• Problem details
From the records below, copy every line that contains the word "curved".

• Items listed in a dataset
************

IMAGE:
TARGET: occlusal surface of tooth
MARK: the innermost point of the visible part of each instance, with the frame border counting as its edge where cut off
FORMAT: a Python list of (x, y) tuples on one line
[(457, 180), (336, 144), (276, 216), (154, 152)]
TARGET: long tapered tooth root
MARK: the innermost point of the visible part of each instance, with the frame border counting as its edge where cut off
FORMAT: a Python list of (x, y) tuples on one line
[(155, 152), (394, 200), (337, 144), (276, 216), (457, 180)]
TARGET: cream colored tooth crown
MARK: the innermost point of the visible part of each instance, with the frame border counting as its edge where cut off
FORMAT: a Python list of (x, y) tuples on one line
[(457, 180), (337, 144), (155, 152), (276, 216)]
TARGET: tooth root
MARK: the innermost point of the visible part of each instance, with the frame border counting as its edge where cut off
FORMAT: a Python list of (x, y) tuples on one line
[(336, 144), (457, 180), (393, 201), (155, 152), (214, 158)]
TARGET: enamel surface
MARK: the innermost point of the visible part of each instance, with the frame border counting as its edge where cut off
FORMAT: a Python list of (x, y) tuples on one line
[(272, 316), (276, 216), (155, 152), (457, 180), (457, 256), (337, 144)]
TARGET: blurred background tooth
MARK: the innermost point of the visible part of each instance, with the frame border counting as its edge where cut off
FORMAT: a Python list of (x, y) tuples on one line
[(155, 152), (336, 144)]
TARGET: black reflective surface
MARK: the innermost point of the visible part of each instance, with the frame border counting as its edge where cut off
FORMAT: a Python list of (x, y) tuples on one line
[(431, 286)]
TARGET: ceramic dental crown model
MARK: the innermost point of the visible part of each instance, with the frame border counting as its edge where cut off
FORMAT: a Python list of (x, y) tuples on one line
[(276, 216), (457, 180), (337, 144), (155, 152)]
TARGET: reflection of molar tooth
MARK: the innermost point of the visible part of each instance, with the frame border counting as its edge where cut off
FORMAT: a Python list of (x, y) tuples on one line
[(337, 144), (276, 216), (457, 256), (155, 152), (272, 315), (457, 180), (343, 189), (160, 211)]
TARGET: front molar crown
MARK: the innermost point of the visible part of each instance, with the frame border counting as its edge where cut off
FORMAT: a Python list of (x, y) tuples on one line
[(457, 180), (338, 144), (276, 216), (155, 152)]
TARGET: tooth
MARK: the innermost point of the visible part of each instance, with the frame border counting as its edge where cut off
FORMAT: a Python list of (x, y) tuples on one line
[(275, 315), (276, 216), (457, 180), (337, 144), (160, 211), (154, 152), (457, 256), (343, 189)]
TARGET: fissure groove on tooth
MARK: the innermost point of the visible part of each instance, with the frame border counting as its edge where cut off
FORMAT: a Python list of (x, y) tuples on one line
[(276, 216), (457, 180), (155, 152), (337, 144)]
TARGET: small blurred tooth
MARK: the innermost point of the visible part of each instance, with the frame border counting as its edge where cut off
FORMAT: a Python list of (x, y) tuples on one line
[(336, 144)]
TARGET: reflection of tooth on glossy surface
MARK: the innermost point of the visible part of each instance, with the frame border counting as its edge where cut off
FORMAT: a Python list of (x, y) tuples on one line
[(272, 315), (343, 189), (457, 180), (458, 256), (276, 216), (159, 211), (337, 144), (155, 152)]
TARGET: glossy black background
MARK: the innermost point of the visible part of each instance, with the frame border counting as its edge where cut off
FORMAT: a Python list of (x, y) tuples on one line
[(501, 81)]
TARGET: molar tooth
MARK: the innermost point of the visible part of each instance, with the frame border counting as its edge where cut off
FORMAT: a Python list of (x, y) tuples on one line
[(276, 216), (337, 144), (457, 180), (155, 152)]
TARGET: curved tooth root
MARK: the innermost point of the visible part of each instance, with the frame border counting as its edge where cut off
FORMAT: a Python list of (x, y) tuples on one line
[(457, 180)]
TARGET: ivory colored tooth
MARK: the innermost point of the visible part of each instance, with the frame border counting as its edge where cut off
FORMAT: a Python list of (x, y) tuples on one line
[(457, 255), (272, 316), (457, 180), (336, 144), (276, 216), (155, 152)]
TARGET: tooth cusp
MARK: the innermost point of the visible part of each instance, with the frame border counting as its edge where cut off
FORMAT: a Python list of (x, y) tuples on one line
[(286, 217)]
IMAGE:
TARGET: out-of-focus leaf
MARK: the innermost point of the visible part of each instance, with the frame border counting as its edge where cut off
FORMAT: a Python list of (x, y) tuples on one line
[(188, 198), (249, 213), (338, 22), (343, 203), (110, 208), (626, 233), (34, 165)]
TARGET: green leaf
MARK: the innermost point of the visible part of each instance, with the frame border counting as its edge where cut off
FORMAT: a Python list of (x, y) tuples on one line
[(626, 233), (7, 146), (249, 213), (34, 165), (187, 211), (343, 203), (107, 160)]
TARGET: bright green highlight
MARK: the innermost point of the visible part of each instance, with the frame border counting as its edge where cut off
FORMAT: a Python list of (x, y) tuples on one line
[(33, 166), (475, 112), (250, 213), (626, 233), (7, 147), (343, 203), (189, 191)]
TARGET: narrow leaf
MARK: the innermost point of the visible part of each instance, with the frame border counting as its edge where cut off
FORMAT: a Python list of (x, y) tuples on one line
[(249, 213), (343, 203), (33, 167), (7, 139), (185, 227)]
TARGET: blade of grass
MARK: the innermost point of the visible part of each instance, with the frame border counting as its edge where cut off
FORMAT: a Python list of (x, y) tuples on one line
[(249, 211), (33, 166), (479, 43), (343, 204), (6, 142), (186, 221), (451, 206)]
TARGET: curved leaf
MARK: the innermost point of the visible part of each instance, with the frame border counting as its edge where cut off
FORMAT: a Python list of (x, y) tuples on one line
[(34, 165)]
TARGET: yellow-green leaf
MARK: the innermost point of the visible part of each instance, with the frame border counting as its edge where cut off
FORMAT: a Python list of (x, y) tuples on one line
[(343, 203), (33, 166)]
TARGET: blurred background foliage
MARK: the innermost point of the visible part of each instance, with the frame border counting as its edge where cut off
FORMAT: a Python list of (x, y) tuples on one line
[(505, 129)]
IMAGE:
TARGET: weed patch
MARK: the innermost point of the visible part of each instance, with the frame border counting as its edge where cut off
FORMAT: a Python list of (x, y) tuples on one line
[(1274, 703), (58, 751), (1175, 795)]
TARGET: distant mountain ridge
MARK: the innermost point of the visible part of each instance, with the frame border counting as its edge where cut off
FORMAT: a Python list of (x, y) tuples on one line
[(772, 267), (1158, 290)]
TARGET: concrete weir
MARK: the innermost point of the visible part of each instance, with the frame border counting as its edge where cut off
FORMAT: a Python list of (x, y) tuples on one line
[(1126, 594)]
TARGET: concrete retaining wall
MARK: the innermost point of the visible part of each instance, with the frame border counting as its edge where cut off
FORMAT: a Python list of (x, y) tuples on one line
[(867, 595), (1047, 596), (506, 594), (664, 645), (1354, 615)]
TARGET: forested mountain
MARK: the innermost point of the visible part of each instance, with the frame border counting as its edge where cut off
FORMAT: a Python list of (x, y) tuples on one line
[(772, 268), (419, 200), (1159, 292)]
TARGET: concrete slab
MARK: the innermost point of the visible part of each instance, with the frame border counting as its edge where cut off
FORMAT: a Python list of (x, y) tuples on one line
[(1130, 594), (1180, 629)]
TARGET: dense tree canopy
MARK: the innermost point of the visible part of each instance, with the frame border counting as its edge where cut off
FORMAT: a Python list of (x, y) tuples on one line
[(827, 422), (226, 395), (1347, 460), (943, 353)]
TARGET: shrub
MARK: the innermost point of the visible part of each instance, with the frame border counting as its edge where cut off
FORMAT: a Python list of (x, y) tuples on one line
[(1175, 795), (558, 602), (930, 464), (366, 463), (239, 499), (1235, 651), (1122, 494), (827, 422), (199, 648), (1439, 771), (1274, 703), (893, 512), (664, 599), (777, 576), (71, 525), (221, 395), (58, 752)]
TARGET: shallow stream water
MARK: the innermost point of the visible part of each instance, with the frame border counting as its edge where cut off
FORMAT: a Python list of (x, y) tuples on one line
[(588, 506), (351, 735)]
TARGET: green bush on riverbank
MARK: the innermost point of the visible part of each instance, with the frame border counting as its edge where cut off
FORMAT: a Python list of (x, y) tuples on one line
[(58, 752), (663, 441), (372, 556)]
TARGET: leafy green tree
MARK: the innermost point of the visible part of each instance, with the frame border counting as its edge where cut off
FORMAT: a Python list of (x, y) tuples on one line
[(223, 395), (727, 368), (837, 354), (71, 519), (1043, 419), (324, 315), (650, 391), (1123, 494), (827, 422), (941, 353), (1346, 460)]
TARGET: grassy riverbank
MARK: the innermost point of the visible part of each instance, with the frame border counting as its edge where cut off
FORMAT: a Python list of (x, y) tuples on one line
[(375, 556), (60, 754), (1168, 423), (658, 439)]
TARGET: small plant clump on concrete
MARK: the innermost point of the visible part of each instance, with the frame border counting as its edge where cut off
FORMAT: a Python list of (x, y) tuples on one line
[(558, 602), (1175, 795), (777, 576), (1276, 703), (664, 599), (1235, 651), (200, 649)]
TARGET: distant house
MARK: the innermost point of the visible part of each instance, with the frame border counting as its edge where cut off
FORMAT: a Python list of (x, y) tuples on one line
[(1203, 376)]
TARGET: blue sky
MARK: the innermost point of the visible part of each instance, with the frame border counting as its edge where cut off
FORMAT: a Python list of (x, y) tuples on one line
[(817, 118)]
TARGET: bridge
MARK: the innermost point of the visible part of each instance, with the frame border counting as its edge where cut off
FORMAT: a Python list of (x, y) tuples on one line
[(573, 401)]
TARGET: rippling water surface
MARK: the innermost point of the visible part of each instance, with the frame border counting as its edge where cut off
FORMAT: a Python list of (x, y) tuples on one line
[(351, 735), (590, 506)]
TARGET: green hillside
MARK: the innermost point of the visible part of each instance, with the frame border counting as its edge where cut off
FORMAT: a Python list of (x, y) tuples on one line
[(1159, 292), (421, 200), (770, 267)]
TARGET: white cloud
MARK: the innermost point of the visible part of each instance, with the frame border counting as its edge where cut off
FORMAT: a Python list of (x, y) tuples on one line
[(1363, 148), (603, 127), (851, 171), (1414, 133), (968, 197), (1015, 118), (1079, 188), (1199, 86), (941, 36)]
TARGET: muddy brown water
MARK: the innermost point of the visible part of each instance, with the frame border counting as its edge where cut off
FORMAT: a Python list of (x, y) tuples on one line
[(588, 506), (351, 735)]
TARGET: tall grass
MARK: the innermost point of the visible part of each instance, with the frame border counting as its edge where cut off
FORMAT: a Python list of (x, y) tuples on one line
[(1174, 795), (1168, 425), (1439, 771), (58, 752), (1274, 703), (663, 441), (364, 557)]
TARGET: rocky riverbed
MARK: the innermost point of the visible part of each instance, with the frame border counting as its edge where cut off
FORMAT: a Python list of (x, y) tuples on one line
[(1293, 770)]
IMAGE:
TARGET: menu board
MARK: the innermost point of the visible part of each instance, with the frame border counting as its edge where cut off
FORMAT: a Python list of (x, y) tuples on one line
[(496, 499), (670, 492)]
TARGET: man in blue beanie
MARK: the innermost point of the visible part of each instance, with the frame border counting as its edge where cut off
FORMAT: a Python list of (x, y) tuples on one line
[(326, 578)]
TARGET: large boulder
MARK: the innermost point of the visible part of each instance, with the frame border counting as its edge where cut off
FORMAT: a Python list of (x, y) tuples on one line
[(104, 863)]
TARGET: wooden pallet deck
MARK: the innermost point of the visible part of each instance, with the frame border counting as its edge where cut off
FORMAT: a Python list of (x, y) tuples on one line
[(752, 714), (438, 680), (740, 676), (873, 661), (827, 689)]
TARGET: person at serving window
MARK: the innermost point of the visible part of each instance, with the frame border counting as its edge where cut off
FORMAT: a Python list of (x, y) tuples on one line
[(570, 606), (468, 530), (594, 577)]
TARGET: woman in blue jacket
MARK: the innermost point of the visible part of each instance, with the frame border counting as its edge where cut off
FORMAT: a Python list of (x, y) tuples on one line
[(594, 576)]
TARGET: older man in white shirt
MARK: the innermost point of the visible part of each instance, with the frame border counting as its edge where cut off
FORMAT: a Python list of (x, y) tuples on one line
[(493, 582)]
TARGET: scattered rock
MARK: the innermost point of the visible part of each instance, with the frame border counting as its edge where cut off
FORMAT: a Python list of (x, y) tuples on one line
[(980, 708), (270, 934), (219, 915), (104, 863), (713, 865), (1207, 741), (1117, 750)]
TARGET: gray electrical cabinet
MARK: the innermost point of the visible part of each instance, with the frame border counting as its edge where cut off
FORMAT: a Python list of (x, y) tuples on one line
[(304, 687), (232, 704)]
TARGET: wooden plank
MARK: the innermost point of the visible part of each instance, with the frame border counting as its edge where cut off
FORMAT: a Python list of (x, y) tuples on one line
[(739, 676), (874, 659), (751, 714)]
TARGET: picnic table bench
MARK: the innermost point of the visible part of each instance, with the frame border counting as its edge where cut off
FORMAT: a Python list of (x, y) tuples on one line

************

• Problem solution
TARGET: curved tooth root
TARGET: curved leaf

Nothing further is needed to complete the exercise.